▸ **READING PASSAGE**
- - - - -
Lymphoma took Dusti Manning's husband days before their first anniversary, leaving the Tampa woman to raise a 10-week-old baby alone. She was newly widowed at 29.
So was Crystal Herrera of Palm Beach County, whose husband died of heart failure with their baby daughter in his arms and a son in his wife's belly.
"Old people are supposed to be widows," she remembers thinking. "Not me."
The two women and scores of other people who have lost partners will gather at the Tampa Marriott Waterside Hotel & Marina starting Friday for Camp Widow, two days of workshops followed by a 5K run Sunday dubbed the Widow Dash.
Camp topics? Being newly widowed. Handling financial issues. Being widowed by sudden loss. By illness. By suicide. There's also a talk just for widowers.
They all found each other in an online world where grief never has to be alone.
More than 1 million Americans are newly widowed each year, the Census Bureau reports. One-third are under age 65.
"I didn't have anyone to show me anything," recalled Manning, now 34, who recently started a Tampa Bay area outpost of Soaring Spirits International, the California-based nonprofit that sponsors Camp Widow.
"Something as simple as going to the Social Security office is daunting," she said. "Life insurance, the will, probate court. There's so much new language we shouldn't have to know that we really don't want to know."
This is Tampa's first time hosting Camp Widow. Admission is limited to widowed people, but the 5K run is open to all. Fees range from $35 for the run to $375 for all events. Camps are also planned for San Diego in July and Toronto in September.
- - - - -
▸ **STUDY MATERIAL**
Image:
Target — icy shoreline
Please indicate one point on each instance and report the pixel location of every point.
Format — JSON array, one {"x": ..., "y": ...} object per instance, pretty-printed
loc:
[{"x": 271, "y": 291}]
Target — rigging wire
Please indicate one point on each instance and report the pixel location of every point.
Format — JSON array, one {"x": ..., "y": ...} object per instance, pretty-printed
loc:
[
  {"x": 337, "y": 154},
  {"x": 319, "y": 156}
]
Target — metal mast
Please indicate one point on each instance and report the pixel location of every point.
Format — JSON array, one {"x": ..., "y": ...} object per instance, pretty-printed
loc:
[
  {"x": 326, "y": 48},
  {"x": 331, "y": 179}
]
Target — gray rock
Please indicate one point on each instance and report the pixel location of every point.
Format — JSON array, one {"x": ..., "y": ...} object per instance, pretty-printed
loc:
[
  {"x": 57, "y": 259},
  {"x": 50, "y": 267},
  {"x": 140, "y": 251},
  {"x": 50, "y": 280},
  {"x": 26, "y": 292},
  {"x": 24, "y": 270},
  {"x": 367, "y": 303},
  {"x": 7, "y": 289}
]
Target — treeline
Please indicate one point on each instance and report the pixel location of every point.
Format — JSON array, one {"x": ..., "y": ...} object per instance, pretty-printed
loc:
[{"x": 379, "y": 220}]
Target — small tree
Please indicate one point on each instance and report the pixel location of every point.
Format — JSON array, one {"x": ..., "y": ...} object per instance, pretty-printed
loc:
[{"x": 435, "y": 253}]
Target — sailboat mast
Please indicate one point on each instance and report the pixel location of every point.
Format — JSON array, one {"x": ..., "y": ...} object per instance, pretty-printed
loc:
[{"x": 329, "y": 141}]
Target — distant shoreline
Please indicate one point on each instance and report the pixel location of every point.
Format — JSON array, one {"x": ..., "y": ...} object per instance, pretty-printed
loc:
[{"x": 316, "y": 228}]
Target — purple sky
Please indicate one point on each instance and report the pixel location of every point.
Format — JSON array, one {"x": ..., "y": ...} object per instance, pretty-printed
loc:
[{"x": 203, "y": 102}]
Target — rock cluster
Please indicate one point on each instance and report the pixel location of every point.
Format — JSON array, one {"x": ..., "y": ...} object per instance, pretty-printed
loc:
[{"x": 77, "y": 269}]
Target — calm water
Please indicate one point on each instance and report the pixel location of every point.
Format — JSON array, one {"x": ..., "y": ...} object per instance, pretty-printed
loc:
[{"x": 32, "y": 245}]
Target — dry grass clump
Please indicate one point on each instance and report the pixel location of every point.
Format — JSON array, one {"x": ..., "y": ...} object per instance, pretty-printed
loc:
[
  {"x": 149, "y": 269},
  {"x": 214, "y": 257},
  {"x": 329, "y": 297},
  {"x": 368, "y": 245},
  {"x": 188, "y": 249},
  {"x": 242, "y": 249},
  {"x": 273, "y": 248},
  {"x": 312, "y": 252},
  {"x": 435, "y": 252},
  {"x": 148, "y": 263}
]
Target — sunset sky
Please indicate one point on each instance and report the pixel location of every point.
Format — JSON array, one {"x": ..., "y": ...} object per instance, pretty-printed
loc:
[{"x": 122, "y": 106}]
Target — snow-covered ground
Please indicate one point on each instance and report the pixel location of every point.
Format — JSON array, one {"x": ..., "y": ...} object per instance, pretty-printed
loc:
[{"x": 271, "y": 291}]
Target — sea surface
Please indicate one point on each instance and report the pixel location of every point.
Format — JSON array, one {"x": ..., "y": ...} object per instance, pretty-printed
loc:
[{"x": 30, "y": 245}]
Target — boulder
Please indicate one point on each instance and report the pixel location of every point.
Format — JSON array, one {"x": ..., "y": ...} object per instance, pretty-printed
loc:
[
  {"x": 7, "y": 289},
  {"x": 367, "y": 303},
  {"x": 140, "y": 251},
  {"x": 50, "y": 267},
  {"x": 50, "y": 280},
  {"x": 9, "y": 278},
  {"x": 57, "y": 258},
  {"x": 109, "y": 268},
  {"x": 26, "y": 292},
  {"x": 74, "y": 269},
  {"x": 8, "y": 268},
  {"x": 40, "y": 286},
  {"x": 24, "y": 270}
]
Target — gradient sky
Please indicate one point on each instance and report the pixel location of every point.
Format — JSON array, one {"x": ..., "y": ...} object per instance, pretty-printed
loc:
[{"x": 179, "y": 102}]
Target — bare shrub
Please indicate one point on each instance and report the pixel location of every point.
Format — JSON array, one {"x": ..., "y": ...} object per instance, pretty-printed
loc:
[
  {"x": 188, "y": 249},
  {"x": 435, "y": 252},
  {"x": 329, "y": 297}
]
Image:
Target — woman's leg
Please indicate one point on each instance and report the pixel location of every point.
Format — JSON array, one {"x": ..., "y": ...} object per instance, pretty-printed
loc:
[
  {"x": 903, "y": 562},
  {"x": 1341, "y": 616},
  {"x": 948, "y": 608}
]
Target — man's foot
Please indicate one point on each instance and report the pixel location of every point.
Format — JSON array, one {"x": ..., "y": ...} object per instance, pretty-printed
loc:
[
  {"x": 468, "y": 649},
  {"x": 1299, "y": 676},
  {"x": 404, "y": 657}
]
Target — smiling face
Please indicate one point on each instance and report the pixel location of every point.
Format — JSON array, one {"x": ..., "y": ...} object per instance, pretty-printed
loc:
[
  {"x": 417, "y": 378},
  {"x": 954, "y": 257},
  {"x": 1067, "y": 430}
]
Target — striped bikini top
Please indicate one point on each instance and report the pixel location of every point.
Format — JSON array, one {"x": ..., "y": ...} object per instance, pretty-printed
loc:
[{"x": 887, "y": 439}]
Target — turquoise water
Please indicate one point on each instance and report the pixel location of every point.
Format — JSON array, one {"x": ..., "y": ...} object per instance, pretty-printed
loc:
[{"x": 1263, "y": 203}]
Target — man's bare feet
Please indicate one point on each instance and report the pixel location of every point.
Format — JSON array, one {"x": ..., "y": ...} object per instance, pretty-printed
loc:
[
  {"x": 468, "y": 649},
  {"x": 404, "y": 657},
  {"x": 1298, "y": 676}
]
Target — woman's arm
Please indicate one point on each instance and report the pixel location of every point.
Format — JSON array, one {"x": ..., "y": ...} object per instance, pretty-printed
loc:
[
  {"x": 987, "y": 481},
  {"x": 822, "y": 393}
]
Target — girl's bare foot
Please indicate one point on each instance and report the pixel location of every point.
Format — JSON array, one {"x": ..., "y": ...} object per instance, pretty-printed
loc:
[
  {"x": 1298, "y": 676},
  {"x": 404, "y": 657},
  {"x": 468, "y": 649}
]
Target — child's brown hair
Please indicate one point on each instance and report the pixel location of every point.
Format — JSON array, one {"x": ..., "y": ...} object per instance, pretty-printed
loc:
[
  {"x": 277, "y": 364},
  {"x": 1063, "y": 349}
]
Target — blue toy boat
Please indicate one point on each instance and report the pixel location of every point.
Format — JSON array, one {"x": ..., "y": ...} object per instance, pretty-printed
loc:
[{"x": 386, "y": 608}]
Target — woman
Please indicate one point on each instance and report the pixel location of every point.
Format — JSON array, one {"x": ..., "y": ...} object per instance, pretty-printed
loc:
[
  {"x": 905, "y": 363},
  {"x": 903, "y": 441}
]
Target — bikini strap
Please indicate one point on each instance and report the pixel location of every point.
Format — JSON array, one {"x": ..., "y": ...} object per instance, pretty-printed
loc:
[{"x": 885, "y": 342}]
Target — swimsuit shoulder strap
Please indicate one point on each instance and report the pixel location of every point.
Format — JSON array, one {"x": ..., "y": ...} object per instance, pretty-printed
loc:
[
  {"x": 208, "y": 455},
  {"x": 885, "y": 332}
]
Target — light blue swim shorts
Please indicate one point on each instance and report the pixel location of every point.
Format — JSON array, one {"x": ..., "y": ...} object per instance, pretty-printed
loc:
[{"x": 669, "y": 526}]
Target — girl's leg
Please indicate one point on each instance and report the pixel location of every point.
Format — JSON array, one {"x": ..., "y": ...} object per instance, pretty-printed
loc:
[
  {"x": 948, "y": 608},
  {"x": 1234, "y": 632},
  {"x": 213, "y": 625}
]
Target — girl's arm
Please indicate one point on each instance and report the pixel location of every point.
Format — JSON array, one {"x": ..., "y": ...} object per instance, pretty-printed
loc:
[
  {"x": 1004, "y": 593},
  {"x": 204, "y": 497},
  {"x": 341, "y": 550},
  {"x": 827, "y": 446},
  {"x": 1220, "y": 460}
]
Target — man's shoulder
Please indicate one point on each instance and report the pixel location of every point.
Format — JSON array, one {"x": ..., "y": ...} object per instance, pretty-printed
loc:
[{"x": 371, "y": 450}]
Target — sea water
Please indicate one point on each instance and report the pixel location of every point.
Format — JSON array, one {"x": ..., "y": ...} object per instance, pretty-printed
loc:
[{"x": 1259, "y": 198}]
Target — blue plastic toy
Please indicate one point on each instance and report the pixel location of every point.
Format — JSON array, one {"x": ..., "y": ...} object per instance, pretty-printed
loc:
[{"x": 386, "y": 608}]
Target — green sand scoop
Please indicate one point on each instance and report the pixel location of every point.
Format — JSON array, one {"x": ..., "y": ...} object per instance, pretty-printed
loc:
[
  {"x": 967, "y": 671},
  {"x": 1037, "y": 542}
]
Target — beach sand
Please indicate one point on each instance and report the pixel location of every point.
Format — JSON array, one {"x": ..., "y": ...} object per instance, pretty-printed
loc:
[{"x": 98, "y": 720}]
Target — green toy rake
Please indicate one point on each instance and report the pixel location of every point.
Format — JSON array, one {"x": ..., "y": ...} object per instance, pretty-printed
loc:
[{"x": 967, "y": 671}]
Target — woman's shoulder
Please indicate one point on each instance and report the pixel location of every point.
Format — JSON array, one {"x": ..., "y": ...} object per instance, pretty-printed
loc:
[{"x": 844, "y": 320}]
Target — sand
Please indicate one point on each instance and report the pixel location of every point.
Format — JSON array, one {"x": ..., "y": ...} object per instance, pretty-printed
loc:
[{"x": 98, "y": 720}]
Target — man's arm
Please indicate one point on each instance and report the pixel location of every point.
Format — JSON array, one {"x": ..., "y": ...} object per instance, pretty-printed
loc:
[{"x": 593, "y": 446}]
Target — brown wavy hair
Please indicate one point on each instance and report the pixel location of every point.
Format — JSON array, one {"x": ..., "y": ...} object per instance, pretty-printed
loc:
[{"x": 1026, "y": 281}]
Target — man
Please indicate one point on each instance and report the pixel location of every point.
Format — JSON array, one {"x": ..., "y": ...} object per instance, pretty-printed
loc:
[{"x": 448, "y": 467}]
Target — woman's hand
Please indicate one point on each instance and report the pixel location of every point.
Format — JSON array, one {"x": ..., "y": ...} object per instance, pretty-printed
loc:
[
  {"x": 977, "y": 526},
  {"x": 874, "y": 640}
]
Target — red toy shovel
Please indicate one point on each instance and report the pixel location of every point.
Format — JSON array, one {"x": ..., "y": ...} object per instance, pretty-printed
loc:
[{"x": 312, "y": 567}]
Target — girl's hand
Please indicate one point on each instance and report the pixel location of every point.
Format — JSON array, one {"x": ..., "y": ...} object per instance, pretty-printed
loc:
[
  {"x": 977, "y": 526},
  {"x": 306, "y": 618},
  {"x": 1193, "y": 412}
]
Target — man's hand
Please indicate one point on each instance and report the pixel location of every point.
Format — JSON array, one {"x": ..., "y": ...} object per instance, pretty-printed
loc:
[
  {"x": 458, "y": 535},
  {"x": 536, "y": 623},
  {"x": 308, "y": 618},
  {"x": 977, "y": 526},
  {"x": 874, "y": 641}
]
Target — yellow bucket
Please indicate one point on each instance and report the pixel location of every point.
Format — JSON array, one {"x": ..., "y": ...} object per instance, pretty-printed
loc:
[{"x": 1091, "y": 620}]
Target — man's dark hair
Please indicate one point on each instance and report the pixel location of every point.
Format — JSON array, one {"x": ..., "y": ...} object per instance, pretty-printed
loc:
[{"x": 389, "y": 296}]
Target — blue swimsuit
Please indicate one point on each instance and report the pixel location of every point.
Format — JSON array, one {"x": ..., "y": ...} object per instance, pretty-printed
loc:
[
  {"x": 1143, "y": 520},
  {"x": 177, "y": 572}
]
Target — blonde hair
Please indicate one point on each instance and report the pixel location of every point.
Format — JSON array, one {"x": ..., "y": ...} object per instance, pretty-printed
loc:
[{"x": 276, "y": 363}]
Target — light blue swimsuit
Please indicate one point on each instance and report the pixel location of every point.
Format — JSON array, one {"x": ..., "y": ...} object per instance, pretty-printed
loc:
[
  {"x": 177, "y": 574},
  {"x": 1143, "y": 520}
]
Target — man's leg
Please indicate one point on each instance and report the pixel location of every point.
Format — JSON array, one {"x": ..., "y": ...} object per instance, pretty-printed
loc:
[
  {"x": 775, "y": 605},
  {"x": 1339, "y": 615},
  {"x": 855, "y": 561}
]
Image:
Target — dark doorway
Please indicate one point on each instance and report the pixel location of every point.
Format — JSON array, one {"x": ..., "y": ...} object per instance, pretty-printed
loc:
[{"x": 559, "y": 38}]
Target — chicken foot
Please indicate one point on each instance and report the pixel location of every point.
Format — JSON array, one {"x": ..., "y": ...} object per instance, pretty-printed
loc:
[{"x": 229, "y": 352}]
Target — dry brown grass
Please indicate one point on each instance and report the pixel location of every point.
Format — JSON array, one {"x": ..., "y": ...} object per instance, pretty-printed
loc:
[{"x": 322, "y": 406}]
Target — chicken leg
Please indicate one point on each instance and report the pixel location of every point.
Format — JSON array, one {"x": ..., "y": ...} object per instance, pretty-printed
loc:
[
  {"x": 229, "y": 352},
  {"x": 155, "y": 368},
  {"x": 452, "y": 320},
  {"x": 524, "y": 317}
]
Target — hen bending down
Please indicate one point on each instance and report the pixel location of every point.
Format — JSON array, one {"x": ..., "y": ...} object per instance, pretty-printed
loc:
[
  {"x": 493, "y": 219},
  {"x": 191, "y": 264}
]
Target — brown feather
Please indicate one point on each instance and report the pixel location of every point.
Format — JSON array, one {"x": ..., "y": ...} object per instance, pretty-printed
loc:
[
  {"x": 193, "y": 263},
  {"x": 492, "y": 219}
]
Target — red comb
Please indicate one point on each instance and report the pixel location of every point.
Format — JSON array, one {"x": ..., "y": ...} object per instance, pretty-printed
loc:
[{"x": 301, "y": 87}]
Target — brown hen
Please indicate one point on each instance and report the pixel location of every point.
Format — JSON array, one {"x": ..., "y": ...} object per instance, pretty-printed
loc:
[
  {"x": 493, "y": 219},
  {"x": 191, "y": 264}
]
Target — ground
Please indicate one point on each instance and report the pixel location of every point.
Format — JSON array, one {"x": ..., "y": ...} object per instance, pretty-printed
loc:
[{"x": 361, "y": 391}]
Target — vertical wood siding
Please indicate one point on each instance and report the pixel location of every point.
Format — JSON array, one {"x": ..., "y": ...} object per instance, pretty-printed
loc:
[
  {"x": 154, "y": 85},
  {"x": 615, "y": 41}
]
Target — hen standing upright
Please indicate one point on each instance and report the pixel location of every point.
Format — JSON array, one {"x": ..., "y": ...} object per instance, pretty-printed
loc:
- - - - -
▸ **ASSIGNMENT 1**
In the Camp Widow article, what share of the Americans newly widowed each year are under age 65?
▸ **ASSIGNMENT 2**
Translate this sentence from the Camp Widow article into Spanish: "This is Tampa's first time hosting Camp Widow."
▸ **ASSIGNMENT 3**
Reproduce word for word the stretch of the Camp Widow article from "Lymphoma took Dusti" through "his wife's belly.".

▸ **RESULT 1**
One-third of them are under age 65.

▸ **RESULT 2**
Esta es la primera vez que Tampa es sede de Camp Widow.

▸ **RESULT 3**
Lymphoma took Dusti Manning's husband days before their first anniversary, leaving the Tampa woman to raise a 10-week-old baby alone. She was newly widowed at 29.
So was Crystal Herrera of Palm Beach County, whose husband died of heart failure with their baby daughter in his arms and a son in his wife's belly.